===== ENTRIES SHOWN =====

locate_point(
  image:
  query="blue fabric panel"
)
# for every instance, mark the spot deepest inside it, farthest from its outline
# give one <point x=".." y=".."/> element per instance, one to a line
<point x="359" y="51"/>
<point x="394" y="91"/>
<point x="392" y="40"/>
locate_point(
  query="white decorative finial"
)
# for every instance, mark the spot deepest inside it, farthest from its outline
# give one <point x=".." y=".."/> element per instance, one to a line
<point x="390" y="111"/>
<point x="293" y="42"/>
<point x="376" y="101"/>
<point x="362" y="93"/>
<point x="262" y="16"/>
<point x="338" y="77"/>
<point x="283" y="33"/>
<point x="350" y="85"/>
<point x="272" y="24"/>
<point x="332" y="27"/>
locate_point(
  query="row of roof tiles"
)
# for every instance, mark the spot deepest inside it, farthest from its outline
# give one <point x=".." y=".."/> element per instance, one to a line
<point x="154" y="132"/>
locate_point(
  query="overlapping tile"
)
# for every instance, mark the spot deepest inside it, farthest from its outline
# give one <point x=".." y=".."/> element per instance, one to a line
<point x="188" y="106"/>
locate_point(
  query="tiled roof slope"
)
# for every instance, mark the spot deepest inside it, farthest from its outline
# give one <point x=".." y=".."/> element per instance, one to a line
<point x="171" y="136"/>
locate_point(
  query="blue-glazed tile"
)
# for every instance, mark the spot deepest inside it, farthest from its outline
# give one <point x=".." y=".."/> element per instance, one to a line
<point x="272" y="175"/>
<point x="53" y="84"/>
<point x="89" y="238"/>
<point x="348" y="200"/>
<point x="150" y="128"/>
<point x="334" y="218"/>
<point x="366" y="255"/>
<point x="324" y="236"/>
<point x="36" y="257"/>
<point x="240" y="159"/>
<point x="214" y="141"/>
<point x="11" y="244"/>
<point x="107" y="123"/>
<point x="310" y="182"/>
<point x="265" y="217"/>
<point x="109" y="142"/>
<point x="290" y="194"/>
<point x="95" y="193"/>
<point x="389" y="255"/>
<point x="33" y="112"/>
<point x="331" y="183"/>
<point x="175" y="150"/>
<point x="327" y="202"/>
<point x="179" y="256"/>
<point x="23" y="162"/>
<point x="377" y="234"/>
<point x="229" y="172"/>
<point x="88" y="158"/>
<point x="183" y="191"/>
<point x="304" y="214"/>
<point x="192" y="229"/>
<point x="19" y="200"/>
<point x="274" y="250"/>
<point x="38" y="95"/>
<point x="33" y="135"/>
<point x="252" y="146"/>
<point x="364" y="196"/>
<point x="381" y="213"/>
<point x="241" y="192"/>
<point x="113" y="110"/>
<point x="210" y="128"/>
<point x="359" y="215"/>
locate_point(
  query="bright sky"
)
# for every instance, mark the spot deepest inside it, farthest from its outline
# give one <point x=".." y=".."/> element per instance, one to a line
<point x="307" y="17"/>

=====

WHAT TO WORK ON: Count the lines above that contain the string "blue", with case counting, and reply with the number alone.

WRITTEN RESPONSE: 2